Annotation data based on points:
[Start]
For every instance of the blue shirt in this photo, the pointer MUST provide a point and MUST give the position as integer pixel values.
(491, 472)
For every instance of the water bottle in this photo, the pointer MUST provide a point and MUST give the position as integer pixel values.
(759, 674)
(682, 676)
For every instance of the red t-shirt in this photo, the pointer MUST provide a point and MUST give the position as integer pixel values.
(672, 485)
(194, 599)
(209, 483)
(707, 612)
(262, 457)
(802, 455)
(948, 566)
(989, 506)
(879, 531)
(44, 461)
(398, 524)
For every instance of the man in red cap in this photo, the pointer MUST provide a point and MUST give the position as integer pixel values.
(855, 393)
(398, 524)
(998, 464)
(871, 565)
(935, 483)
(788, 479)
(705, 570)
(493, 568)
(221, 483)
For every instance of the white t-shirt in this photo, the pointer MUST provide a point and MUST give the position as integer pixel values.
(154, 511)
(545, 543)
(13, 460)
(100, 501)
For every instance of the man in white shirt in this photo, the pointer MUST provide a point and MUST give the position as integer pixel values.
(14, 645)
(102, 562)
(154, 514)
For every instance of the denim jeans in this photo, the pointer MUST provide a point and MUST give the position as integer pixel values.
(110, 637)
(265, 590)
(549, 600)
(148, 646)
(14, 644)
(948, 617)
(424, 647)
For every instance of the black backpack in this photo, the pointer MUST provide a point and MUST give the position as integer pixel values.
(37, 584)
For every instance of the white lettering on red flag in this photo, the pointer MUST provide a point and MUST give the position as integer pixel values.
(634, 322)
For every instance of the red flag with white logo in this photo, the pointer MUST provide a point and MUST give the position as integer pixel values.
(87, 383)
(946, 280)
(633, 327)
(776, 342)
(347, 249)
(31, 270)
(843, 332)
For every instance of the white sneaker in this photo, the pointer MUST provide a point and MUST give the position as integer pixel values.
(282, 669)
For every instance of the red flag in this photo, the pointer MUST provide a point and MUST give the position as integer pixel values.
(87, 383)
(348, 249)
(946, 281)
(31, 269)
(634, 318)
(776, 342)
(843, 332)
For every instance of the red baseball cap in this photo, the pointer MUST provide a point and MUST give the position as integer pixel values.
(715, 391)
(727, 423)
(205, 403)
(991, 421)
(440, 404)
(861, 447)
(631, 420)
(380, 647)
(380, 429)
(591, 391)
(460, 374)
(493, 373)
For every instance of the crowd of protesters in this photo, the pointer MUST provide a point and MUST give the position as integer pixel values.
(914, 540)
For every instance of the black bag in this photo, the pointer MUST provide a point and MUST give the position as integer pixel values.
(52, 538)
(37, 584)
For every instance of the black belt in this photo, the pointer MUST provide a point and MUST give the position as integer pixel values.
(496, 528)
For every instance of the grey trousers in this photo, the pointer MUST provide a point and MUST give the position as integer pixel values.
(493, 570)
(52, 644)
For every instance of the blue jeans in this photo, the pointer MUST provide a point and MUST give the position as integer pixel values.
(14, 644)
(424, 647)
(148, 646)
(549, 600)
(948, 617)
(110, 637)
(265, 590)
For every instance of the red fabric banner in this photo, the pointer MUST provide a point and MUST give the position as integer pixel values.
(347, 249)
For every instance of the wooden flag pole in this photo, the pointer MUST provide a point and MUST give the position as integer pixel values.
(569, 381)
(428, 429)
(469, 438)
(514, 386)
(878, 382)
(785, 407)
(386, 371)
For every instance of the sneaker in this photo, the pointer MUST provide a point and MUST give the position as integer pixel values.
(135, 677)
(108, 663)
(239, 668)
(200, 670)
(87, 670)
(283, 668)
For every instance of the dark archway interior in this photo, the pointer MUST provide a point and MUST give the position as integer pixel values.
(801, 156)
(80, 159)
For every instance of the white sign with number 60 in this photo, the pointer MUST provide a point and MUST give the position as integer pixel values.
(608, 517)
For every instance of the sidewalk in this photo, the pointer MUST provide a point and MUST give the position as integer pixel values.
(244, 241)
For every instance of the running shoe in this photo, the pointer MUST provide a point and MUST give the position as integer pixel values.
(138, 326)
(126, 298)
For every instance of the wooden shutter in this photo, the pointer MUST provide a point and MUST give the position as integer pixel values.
[End]
--- Task goal ---
Please rewrite all of the material above, changing every "the pointer" to "the annotator" and keeping everything else the same.

--- Correct answer ---
For every instance of the blue shirt in this photo, the annotator MUST provide a point and MUST give the position as integer pixel values.
(491, 472)
For every instance of the water bottle in this photo, the annotator MUST provide a point and MUST give the position as integer pixel values.
(759, 674)
(682, 676)
For every instance of the red t-shirt in this photo, the annotator MUST provide a point and MUST give the position as integer pixel values.
(672, 485)
(194, 599)
(209, 483)
(707, 612)
(262, 457)
(802, 455)
(948, 566)
(989, 506)
(879, 531)
(44, 461)
(398, 524)
For every instance of the man in red cap in this photo, the annotator MUST provide a point and MUST give the position as integer pixel values.
(855, 393)
(398, 524)
(998, 464)
(871, 565)
(935, 483)
(788, 479)
(705, 570)
(493, 568)
(221, 483)
For every instance of the white t-shirt in this photo, the annotator MUST provide a point and MUST give the position as integer pixel values.
(154, 511)
(545, 543)
(13, 460)
(100, 501)
For every instance of the man in white shirt in this photo, the annotator MUST provide a point and MUST give the position as integer pixel values.
(14, 645)
(102, 562)
(154, 514)
For every instance of the denim jeans in this photo, the annotator MUST provide a point and MUST give the position as integer pixel values.
(110, 637)
(265, 590)
(549, 600)
(148, 646)
(14, 644)
(948, 617)
(424, 647)
For every instance of the black backpack in this photo, the annotator MUST provide a point and MUST give the position as integer pixel values.
(37, 584)
For every instance of the white lettering on red flag in this photo, the annotator MUST provide a point and MUST give the position as integer pixel values.
(634, 322)
For every instance of the red flag with white logo in this photo, the annotator MUST provide a point and MUST give the position as integer pixel values.
(87, 383)
(946, 280)
(633, 327)
(776, 342)
(347, 249)
(31, 270)
(843, 332)
For every instance of the white sneaker in this photo, the annotator MUST provide a point and MUST give the position as integer pixel values.
(282, 669)
For every instance of the red flag in this photo, the annotator MUST provide a point and MUST give the position as integer pixel values.
(87, 383)
(348, 249)
(946, 281)
(31, 269)
(634, 318)
(776, 342)
(843, 332)
For every instance of the red baseball cap in this photo, the annotator MUST provide a point and MUST give the position as integer pixel values.
(715, 391)
(727, 423)
(205, 403)
(991, 421)
(440, 404)
(861, 447)
(631, 420)
(380, 647)
(380, 429)
(591, 391)
(460, 374)
(493, 373)
For every instance of the crowd of protesters in this photo, the annotator MUST provide a point and MUST give the position as integer pixel values.
(914, 540)
For every instance of the black bag in this photo, the annotator MUST provide a point and MUST give the position as integer pixel values.
(52, 538)
(37, 584)
For every instance of the black belt in this photo, the annotator MUST provide a point and MUST give the position as integer pixel values.
(496, 528)
For every instance of the grey trousers in this photo, the annotator MUST provide a point and MUST give the position as integer pixel values.
(493, 570)
(52, 644)
For every instance of the blue jeans in this photo, the annotator MUST provide a point and MUST give the position as integer pixel values.
(14, 644)
(424, 647)
(148, 646)
(549, 600)
(948, 617)
(110, 637)
(265, 590)
For every instance of the red fabric banner in this photo, the annotator MUST provide a point and MUST give the position as integer pixel values.
(347, 249)
For every instance of the wooden flag pole in this photo, the annotator MUST provide a point and MUST give the position as integer pixel values.
(569, 381)
(428, 429)
(469, 438)
(514, 386)
(878, 382)
(785, 407)
(386, 371)
For every instance of the sneaker in this photo, the annotator MUST provide a point and MUST give the position as integer pixel values.
(135, 677)
(108, 663)
(239, 668)
(200, 670)
(87, 670)
(283, 668)
For every instance of the dark archway interior in this photo, the annotator MUST provide a point and MUST give the position as integer pixel values.
(801, 156)
(80, 159)
For every instance of the white sign with number 60 in this photo, the annotator MUST provide a point and MUST give the position as integer pixel values.
(608, 517)
For every instance of the sidewalk in this photo, the annotator MUST provide a point and MUST give the position as integer pixel values.
(244, 241)
For every instance of the running shoe in this photo, the annotator MUST provide a point and MUST give the position as integer pixel values.
(138, 326)
(126, 298)
For every instance of the wooden shutter in this photo, the annotator MUST provide a point and MUST give the position as integer pixel values.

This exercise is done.